> **What you will do**
Pull out every line in the records below that contains the string "flower", treating uppercase and lowercase letters as different.

-- start of Material for this task --

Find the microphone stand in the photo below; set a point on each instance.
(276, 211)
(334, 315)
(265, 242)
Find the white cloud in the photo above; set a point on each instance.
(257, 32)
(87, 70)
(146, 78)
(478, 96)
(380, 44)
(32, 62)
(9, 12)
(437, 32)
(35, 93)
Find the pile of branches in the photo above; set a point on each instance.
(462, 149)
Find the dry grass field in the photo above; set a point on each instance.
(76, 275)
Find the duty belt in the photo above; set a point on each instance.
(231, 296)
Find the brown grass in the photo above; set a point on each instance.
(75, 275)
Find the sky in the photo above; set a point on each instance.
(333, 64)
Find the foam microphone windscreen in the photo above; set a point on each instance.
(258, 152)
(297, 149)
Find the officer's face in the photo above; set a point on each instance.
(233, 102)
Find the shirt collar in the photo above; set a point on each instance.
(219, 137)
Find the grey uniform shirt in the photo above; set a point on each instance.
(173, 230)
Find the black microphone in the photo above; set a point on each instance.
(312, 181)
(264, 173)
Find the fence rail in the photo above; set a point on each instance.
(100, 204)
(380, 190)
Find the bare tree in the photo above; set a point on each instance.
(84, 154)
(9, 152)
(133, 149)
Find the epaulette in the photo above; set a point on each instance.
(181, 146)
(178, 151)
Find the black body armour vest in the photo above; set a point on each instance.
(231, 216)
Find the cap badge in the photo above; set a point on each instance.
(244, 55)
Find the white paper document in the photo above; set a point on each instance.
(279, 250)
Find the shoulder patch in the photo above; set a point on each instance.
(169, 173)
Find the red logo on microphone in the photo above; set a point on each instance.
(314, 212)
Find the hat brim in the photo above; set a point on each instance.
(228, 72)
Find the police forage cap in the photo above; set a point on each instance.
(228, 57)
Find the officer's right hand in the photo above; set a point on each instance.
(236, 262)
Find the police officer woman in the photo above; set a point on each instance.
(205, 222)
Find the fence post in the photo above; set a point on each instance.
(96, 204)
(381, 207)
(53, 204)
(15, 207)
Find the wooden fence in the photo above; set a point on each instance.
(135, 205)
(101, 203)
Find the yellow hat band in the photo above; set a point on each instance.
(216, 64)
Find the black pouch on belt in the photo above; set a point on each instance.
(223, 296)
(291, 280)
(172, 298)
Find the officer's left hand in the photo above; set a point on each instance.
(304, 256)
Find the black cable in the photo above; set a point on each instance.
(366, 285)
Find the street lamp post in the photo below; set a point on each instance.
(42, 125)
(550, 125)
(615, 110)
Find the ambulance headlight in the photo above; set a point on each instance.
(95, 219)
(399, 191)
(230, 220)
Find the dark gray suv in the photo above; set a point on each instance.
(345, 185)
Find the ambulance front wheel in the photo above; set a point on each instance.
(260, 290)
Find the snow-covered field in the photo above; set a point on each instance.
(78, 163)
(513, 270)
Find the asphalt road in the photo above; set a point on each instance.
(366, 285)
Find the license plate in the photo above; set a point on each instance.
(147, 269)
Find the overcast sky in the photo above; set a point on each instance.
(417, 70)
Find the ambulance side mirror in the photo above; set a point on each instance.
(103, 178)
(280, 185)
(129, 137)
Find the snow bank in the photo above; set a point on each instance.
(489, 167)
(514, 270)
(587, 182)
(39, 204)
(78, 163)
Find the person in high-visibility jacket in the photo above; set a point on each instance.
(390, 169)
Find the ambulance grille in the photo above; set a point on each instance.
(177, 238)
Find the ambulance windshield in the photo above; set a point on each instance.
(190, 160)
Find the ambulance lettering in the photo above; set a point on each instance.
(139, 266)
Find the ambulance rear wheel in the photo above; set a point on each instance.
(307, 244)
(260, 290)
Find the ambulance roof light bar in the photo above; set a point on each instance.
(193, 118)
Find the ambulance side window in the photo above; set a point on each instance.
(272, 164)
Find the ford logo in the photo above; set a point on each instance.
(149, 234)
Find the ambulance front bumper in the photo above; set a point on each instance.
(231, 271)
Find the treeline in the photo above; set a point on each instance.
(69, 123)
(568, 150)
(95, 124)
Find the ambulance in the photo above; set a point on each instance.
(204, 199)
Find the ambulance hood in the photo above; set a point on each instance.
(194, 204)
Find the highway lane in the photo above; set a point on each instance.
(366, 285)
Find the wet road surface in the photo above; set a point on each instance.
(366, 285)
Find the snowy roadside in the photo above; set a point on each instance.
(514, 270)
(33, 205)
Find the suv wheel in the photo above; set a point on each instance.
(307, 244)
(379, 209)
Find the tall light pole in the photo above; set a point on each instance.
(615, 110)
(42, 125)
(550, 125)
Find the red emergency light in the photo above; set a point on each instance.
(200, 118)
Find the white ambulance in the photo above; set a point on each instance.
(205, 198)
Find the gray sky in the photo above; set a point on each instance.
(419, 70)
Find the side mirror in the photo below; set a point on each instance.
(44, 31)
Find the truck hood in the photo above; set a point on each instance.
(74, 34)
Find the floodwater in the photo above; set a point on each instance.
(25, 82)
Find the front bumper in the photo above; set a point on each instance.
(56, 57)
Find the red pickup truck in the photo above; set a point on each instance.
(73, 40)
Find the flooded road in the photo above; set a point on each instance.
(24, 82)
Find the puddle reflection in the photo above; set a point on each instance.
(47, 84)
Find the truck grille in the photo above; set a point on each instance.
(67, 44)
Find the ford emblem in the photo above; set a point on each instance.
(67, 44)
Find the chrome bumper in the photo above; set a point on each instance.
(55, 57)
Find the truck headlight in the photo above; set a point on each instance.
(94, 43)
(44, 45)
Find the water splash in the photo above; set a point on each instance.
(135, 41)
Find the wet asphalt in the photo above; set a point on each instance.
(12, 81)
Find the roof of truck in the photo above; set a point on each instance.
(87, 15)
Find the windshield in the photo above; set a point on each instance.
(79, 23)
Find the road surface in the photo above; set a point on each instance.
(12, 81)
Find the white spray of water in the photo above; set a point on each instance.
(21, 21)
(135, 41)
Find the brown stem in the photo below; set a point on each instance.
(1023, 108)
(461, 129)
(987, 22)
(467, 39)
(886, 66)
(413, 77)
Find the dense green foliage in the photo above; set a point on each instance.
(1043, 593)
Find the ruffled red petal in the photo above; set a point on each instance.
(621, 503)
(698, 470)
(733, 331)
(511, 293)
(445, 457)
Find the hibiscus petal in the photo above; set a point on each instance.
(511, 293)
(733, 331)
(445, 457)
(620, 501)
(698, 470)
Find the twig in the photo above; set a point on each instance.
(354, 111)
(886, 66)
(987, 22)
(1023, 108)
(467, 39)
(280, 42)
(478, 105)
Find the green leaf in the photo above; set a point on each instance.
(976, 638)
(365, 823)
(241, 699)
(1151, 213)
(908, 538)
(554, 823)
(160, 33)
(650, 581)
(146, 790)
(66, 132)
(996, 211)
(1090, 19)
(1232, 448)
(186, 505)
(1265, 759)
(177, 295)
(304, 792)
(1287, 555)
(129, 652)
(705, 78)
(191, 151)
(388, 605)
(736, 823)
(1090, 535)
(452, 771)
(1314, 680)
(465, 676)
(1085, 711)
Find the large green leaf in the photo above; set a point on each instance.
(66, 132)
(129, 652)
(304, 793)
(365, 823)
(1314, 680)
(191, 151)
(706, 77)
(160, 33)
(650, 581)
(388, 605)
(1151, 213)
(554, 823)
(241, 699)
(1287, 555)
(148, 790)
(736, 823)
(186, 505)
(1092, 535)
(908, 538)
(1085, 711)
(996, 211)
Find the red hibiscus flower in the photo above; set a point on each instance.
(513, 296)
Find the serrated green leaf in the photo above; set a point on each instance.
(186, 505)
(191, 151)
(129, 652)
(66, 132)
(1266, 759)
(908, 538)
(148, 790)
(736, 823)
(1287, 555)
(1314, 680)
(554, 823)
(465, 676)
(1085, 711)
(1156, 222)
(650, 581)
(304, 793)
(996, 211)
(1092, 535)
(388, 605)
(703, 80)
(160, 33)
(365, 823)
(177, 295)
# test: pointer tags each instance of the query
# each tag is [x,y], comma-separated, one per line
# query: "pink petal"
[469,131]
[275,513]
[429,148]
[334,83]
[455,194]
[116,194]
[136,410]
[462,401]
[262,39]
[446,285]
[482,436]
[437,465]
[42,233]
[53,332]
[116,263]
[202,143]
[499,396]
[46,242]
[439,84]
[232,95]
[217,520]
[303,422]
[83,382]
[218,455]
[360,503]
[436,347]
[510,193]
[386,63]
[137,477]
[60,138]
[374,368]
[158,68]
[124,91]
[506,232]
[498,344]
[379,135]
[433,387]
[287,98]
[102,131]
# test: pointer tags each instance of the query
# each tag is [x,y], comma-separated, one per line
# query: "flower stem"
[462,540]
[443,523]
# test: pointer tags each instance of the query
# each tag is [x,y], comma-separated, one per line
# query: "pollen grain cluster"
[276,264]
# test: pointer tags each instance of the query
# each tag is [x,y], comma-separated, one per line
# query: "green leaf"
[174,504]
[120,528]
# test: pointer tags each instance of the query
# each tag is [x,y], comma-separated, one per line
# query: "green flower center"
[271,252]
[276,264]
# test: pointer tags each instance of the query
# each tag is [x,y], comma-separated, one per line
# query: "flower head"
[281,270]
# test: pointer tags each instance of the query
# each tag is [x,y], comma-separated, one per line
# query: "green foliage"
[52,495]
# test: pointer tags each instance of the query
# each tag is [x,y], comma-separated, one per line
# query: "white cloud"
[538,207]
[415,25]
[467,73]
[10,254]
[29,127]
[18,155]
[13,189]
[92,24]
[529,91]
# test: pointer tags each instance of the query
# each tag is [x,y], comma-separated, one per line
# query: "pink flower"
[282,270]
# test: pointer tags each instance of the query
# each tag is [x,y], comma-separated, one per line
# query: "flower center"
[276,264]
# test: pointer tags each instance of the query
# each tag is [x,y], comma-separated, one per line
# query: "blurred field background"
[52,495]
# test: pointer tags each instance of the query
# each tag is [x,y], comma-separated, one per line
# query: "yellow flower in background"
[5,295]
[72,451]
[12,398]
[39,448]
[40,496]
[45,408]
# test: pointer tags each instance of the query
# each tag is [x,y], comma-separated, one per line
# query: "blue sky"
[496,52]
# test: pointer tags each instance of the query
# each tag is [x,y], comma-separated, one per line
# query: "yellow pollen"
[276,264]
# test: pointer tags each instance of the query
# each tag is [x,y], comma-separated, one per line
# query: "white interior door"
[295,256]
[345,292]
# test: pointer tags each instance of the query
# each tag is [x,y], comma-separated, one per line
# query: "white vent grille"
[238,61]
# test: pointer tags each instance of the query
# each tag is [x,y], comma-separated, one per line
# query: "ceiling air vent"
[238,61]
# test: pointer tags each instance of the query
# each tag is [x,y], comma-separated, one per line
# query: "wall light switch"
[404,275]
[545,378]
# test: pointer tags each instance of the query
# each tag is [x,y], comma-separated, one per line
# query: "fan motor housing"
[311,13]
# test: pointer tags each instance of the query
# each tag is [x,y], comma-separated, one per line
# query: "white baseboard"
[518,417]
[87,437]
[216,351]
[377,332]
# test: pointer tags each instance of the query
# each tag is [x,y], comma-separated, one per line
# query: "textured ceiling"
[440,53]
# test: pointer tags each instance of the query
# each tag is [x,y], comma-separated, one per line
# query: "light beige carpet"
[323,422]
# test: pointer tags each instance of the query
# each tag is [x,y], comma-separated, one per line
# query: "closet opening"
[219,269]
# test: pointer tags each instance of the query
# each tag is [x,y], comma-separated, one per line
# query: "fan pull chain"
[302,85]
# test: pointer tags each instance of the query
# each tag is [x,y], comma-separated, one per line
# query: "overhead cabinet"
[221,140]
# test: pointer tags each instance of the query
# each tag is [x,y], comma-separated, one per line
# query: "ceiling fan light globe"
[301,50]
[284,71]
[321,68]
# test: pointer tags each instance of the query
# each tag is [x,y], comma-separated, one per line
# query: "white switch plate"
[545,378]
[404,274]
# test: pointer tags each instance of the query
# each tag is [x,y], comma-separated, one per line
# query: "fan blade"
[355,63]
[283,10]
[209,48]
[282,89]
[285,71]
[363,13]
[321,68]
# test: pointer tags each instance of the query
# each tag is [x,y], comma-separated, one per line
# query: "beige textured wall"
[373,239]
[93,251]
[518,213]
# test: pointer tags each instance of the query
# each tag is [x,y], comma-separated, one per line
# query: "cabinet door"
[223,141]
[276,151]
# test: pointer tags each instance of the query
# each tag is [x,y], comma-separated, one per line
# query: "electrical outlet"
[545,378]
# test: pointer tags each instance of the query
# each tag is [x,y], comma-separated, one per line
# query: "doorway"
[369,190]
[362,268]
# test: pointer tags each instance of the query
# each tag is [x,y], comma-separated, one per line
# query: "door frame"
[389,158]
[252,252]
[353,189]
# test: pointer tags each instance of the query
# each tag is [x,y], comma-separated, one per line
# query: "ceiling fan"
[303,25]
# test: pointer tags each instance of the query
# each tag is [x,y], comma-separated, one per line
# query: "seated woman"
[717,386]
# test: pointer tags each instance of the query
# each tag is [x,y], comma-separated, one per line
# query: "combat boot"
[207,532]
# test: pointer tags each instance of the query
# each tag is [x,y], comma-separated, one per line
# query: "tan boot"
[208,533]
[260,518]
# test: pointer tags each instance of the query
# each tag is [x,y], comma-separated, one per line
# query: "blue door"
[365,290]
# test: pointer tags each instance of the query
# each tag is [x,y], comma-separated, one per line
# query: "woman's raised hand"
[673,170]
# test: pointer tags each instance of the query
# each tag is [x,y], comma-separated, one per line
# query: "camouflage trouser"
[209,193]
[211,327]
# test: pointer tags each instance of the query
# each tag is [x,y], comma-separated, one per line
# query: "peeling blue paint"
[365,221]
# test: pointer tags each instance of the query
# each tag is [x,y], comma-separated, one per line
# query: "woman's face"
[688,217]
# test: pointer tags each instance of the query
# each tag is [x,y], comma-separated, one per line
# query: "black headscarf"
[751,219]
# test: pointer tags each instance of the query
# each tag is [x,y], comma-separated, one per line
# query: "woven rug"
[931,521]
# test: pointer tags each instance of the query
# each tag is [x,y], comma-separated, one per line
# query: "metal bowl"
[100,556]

-- end of Material for this task --

> **Output of the exercise**
Find the red hibiscus flower in the photo above; set a point on each instance.
# query: "flower stem"
# query: "green flower center"
# query: "flower head"
# query: "pink flower"
# query: "flower center"
# query: "yellow flower in background"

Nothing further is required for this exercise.